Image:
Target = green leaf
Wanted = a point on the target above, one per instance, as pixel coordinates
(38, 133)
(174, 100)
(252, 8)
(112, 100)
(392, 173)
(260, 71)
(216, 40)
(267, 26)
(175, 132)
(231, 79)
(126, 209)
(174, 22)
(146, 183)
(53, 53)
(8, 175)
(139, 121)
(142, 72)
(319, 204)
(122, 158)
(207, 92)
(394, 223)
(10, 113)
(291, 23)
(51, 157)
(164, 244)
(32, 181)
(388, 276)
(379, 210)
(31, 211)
▬▬▬▬▬▬
### THE PROBLEM
All of the data, from the first line to the last, should be written out exactly.

### RESPONSE TO THE TASK
Image:
Target = green leaf
Wanted = a point on the target above, one per instance, as pixel coordinates
(38, 133)
(174, 100)
(252, 8)
(112, 100)
(392, 173)
(260, 71)
(216, 40)
(267, 26)
(175, 132)
(231, 79)
(126, 209)
(174, 22)
(146, 183)
(53, 53)
(8, 175)
(139, 121)
(142, 72)
(319, 204)
(122, 158)
(207, 92)
(394, 223)
(10, 113)
(291, 23)
(51, 157)
(164, 244)
(32, 181)
(388, 276)
(379, 210)
(31, 211)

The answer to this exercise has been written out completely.